### Text to read

Then she recounted the blessing the Lord had worked in their lives through his time of pruning them. Next, I ran into another friend. I told her that the Lord had paid a lot of bills with a little bit of money, but surely it had to run out at some point. Her response was simply, No, it doesn’t.
That little rebuke hit me in the gut. No, the money doesn’t have to run out. Yes, the widow’s oil lasted until she no longer needed it. The five loaves and two fish fed five thousand plus, and then they had twelve baskets left over. I knew all these Bible stories, so why did I have so little faith? Why couldn’t I believe for the long haul that God would meet every need? Why wouldn’t I admit confidently with David, I have been young, and now am old, yet I have not seen the righteous forsaken or his children begging for bread
(Psalm37:25)? I knew in theory that God does all these things, and yet my knowledge of God was still only just starting to meet me in the practical issues of life.

######
### Recorded information

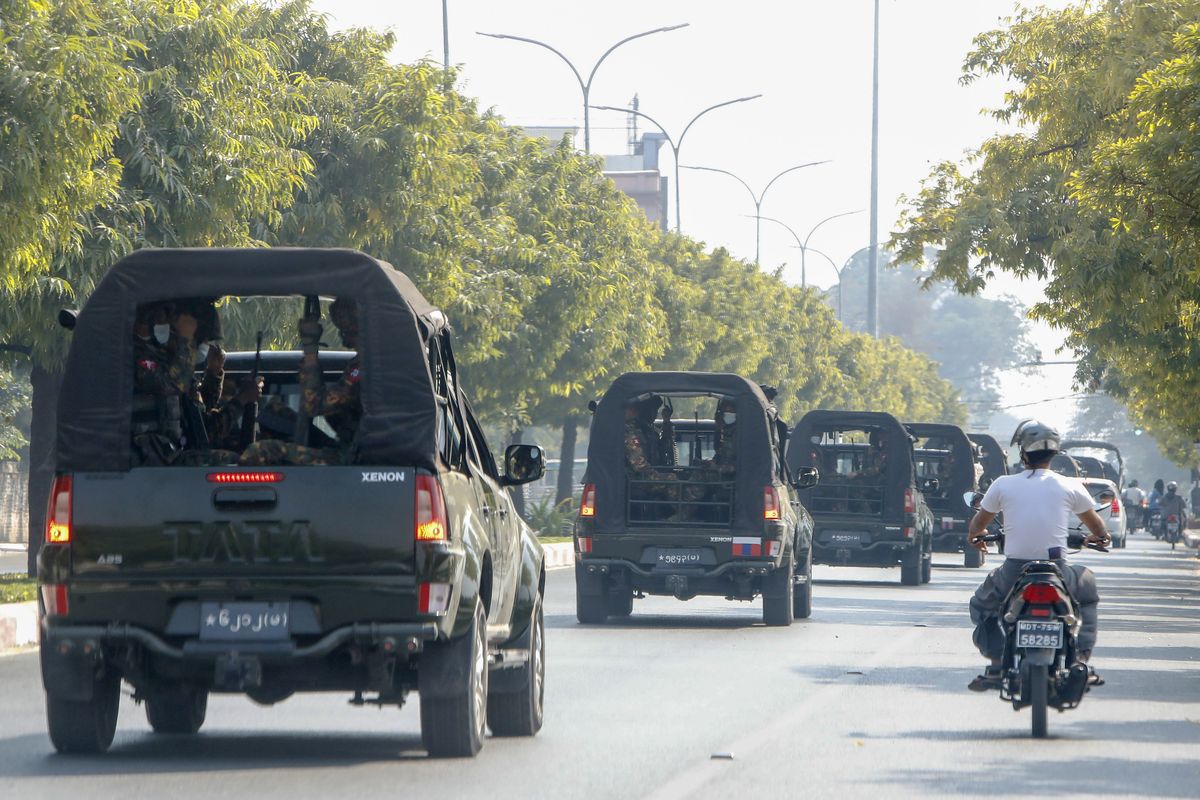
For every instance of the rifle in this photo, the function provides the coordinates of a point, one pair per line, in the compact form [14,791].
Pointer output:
[311,311]
[250,414]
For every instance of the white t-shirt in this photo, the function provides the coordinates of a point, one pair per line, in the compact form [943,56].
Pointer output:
[1037,509]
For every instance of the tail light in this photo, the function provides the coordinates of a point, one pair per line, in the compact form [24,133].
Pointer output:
[58,513]
[769,503]
[588,501]
[1042,594]
[54,599]
[430,516]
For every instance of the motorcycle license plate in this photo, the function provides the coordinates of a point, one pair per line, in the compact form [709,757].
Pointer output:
[1031,633]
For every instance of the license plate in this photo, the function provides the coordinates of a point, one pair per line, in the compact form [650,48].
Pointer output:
[1038,635]
[244,621]
[679,557]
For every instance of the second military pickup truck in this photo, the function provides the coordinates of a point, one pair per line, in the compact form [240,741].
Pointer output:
[377,559]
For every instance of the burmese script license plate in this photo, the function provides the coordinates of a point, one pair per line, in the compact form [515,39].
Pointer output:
[245,621]
[679,557]
[1031,633]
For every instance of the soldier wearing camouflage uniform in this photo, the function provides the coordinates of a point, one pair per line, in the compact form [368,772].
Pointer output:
[340,403]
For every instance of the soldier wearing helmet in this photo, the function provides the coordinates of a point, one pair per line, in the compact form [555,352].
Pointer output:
[1037,505]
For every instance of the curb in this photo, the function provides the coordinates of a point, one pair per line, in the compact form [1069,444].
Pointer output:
[18,625]
[559,555]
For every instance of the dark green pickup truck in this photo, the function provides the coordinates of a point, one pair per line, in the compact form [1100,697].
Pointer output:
[377,561]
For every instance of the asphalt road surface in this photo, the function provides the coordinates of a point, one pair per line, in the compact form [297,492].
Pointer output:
[865,699]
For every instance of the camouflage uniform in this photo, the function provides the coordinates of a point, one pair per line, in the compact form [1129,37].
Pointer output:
[340,403]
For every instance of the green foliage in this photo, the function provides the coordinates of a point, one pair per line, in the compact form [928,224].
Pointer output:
[1097,192]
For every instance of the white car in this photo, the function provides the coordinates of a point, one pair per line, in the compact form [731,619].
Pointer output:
[1105,491]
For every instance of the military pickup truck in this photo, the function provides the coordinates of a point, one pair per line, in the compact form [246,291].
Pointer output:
[715,512]
[379,564]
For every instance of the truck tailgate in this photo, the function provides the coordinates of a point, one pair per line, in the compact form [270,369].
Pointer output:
[205,522]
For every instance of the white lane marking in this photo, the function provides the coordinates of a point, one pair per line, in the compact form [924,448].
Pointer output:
[695,776]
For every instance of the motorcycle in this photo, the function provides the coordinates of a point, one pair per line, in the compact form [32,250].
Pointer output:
[1173,529]
[1042,621]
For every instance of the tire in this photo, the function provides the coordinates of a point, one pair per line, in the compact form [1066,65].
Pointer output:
[910,566]
[802,593]
[520,713]
[779,595]
[1038,686]
[177,709]
[85,726]
[619,602]
[453,685]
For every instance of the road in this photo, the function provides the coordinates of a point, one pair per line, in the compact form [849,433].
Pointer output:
[865,699]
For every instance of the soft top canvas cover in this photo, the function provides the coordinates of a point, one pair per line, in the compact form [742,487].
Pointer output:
[606,446]
[400,411]
[802,452]
[993,459]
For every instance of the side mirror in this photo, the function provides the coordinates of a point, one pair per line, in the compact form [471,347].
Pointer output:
[523,463]
[807,477]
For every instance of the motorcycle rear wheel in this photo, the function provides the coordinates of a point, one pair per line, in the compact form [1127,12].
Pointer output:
[1039,683]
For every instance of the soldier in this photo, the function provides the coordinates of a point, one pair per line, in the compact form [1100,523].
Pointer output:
[340,403]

######

» Problem details: Continue the passage about faith in God's provision from where it stops, beginning after its final sentence.

» Task output:
Eventually, the Lord did provide a great job for Andy in Seattle. But he did it in such a way that we would never forget that the job came from his hand. While we were still waiting to hear whether Andy would have a job in Seattle, we had to decide whether to go ahead with the move. We had felt strongly for several years that the Lord wanted us to be involved with church work in Seattle. We sold our house and furniture to get ready for that move and planned to go to Seattle as soon as I finished graduate school. Yet, even after years of responsible planning, when the day came to move we still had no jobs or vehicles or the means by which to get them. Despite our best-laid plans, we were broke, paying rent for a shack in Seattle, and needing to buy a vehicle (though neither of us had any income) in order to haul our things in a trailer across the country.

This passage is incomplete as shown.